PROBLEM TO WORK ON: Pull out every line of the material below that contains the word "white", copying each such line in full.

## begin

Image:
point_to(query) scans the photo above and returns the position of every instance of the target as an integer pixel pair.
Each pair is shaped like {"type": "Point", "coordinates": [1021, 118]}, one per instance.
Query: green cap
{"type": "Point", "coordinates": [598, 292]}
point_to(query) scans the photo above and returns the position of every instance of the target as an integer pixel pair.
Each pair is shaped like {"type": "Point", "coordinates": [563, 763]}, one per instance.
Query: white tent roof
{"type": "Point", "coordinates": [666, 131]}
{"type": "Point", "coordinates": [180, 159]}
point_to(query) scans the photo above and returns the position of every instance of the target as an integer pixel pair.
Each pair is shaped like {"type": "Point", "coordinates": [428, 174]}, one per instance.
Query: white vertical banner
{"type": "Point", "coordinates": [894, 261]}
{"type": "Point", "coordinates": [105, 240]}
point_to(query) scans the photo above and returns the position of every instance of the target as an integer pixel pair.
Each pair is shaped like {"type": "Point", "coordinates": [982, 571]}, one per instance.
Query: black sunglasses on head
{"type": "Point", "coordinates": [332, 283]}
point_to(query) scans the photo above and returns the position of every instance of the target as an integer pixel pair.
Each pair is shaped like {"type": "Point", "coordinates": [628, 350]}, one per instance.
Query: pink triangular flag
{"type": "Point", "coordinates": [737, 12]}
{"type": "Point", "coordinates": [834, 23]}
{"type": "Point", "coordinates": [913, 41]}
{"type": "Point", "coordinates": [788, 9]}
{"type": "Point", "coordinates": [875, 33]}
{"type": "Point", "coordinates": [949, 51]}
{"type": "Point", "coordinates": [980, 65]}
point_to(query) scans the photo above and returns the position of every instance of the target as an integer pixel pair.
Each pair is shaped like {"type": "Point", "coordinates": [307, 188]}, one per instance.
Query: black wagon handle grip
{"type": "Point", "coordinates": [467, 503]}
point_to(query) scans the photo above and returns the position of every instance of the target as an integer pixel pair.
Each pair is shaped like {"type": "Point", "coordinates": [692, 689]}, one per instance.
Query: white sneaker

## end

SOLUTION TO THE PROBLEM:
Query: white tent roof
Query: white vertical banner
Query: white sneaker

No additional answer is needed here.